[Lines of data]

══════════════════════════════

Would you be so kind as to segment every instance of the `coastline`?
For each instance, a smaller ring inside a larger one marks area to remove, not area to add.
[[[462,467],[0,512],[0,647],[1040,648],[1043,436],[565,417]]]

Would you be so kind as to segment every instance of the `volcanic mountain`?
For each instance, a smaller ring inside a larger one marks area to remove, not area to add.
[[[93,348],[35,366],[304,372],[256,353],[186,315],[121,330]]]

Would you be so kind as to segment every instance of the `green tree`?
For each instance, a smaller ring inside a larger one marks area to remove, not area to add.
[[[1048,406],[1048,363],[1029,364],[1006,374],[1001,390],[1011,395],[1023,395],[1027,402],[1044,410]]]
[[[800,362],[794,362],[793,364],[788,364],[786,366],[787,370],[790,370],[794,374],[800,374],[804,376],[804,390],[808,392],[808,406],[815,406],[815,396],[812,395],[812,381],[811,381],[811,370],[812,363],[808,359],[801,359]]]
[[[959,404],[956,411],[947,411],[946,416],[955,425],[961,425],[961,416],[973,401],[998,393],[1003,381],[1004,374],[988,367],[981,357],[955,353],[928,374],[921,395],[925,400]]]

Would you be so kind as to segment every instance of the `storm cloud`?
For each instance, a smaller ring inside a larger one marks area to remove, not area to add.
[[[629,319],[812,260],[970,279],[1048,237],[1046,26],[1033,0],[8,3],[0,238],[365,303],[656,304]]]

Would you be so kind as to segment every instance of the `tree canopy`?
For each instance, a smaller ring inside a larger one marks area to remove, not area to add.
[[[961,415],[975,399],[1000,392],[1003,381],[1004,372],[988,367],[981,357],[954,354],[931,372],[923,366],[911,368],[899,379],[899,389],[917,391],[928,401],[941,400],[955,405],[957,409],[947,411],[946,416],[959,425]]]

══════════════════════════════

● **Instructions for the task**
Please put the lines of the records, starting with the first line and going on through the line with "[[[93,348],[35,366],[304,372],[256,353],[186,315],[121,330]]]", into a numbered list, leaving out any blank lines.

● **Exercise solution**
1. Would you be so kind as to segment every instance of the `coastline`?
2. For each instance, a smaller ring inside a larger one marks area to remove, not area to add.
3. [[[462,467],[0,512],[0,647],[1040,648],[1043,436],[565,417]]]
4. Would you be so kind as to segment every instance of the `volcanic mountain`?
5. For each instance, a smaller ring inside a larger one marks area to remove, not area to add.
6. [[[93,348],[35,366],[304,372],[256,353],[186,315],[121,330]]]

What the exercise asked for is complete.